#### [Dataset entries]
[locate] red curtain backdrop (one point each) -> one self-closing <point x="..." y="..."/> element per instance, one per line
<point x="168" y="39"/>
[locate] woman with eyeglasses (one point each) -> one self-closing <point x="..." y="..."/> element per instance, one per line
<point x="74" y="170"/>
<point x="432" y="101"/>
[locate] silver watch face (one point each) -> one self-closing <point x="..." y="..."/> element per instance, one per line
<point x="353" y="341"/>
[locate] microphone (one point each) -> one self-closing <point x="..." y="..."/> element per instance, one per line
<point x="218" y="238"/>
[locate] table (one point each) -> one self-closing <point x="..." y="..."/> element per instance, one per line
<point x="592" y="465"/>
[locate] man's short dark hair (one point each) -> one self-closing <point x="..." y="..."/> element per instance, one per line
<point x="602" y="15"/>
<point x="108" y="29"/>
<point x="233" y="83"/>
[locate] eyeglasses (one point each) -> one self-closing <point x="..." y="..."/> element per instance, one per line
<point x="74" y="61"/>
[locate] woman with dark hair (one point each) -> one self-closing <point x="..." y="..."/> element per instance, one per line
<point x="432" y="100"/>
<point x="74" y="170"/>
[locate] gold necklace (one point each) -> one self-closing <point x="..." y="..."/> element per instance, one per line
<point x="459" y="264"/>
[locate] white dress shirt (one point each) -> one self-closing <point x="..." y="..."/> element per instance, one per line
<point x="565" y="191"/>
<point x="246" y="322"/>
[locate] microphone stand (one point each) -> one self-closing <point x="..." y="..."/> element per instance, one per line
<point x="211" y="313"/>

#### [Challenge]
Reproduce all the items above, renaming every "eyeglasses" to "spectacles" and leaving the rest untouched.

#### [Full response]
[locate] red curtain backdrop (one point each) -> one self-closing <point x="..." y="..."/> element per instance, one per line
<point x="168" y="39"/>
[locate] woman with spectacles (one point each) -> one self-closing <point x="..." y="..."/> element per instance, one per line
<point x="74" y="170"/>
<point x="432" y="101"/>
[locate] silver watch face (one point each) -> one self-closing <point x="..." y="..."/> element per instance, one per line
<point x="353" y="341"/>
[locate] microphone (one point each) -> one self-closing <point x="..." y="..."/> element per instance, one per line
<point x="218" y="238"/>
[locate] table (one point each) -> one self-closing <point x="..." y="..."/> element per instance, one per line
<point x="592" y="465"/>
[locate] man's short dark hair (one point each) -> one self-closing <point x="..." y="..."/> element per instance, one per line
<point x="602" y="15"/>
<point x="108" y="29"/>
<point x="233" y="83"/>
[locate] spectacles (one point each) -> one self-closing <point x="..." y="..."/> element per instance, one per line
<point x="74" y="61"/>
[locate] woman with dark hair (one point each) -> one self-closing <point x="..." y="..."/> element per instance, one per line
<point x="432" y="100"/>
<point x="74" y="170"/>
[locate] gold necklace (one point each) -> one self-closing <point x="..." y="..."/> element per instance, one per line
<point x="459" y="264"/>
[locate] white dress shirt (one point each) -> one self-closing <point x="..." y="..."/> element per instance, one per line
<point x="565" y="191"/>
<point x="246" y="322"/>
[locate] microphone stand (one point each) -> one self-closing <point x="..." y="..."/> element per instance, one per line
<point x="211" y="313"/>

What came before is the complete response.